** Supplied entries follows **
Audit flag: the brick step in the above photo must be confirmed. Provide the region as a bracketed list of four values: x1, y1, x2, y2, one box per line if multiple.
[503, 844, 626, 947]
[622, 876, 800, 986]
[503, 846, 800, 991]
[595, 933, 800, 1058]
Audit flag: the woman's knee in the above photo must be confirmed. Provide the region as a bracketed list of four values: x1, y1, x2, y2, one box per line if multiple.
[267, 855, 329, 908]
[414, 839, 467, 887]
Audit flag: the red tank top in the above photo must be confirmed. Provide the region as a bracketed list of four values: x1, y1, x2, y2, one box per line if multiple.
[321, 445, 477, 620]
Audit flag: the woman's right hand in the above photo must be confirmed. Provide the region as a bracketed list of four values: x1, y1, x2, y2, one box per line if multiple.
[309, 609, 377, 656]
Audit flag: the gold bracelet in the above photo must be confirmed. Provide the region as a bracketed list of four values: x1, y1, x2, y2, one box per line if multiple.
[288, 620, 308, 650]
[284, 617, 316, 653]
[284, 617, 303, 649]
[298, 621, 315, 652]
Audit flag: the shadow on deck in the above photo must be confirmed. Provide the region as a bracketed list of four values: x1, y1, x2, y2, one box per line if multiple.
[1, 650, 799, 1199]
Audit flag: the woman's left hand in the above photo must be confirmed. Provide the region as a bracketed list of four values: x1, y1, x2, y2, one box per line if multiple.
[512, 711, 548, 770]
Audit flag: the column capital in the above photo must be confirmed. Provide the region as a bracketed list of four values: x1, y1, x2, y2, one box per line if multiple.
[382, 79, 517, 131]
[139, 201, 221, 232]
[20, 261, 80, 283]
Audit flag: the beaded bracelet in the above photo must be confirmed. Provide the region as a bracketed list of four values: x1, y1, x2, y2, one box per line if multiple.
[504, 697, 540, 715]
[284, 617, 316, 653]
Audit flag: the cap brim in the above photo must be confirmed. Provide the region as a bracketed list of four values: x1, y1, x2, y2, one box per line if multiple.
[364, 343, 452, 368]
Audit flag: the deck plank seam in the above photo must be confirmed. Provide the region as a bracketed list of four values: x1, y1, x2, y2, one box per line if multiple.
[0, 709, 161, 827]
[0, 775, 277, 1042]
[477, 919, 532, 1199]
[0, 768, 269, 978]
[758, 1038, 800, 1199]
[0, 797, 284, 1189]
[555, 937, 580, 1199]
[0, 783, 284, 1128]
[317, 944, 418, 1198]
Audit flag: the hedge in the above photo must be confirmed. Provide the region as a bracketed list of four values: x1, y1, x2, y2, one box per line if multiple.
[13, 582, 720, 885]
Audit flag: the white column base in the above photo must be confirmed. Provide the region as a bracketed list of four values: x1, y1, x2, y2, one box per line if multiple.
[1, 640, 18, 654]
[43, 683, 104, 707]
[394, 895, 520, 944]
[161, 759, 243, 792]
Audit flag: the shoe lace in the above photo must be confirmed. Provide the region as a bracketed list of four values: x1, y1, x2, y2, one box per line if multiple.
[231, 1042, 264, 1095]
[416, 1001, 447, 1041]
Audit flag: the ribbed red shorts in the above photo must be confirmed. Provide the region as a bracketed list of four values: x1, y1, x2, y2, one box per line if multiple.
** End of Supplied entries **
Every line of the data must be reproduced exactly.

Audit flag: the brick step in the above photo must be confirmed. Provide the region as a bracketed list of four values: x1, y1, x2, y2, one box per line if multiple.
[503, 844, 626, 947]
[622, 876, 800, 986]
[503, 846, 800, 991]
[595, 933, 800, 1058]
Audit flag: the woman's knee in the above photo must be confirmed. Provide the region as a bracketed list of four values: x1, y1, x2, y2, one box per line if multiple.
[267, 855, 329, 908]
[414, 839, 467, 887]
Audit flag: the red tank top in the above photo must be confirmed. Provide the region as a bracketed list of four values: x1, y1, x2, y2, one box per line if multiple.
[321, 445, 477, 620]
Audit flag: the woman's right hand in the above photo must be confirmed. Provide the region as a bracketed list of four values: x1, y1, x2, y2, one box per line if multiple.
[309, 609, 377, 656]
Audit flag: the gold bracelet in the above photo must be confirmed. Provide the region as a bracketed list of four values: x1, y1, x2, y2, one box per line if multiple.
[288, 620, 308, 650]
[284, 617, 316, 653]
[284, 617, 303, 649]
[298, 621, 315, 652]
Audit flag: the shadow on deck in the above photo must be confirmed. Provide the region as a bracketed list of four values: x1, y1, x2, y2, one box per line if multiple.
[1, 650, 799, 1199]
Audit flag: the woman's left hand in the above photo must be confirmed. Provide the region as a bracketed list of four values: x1, y1, x2, y2, one box per line if multiple.
[512, 711, 548, 770]
Audit flag: the column capital in the above photo must be confirmed. Provide the region as a bracketed list of four values: x1, y1, x2, y2, one box per line if multiple.
[382, 79, 517, 131]
[139, 201, 221, 232]
[20, 261, 80, 283]
Audit flag: the beaded bracelet in the above photo must be confirmed. Provide the region as a bracketed list of four values: x1, y1, x2, y2, one box per line if multiple.
[504, 697, 540, 715]
[284, 617, 316, 653]
Audit flag: the cap brim in the above photo must be confirmed. Provide the region as a bracketed list of four values: x1, y1, x2, y2, one box per line if multiple.
[364, 343, 452, 368]
Audit flag: the deck plank seam in the above photo must be confirmed. Provide the region as a bracketed list of four values: x1, y1, x2, y2, one box per line if multiple.
[0, 709, 161, 827]
[0, 775, 277, 1042]
[477, 919, 532, 1199]
[0, 768, 269, 978]
[758, 1038, 800, 1199]
[0, 797, 284, 1189]
[555, 937, 580, 1199]
[0, 783, 284, 1128]
[317, 944, 418, 1198]
Audit flag: the hedge in the above photo must be confirmed. Provide the region as a bracketed list of four values: x1, y1, x2, y2, one box per line if multiple.
[13, 582, 720, 885]
Audit flag: the white column base in the above photo must be confirmed. Provide the region as a bracketed list of four values: x1, y1, x2, y2, one box per line if multiple.
[1, 640, 18, 654]
[43, 683, 104, 707]
[394, 895, 520, 944]
[161, 759, 243, 792]
Audit flag: the shoe lace in the above photo must be confirmed. Provide the region as a bracketed list of four values: x1, y1, x2, y2, one box per line if multiple.
[231, 1042, 264, 1095]
[416, 1001, 447, 1041]
Audit flag: the ribbed red shorts in the above photo must be confirmed. Provide the region as a bracketed list of four values: x1, y1, x2, y2, one box per line if multiple.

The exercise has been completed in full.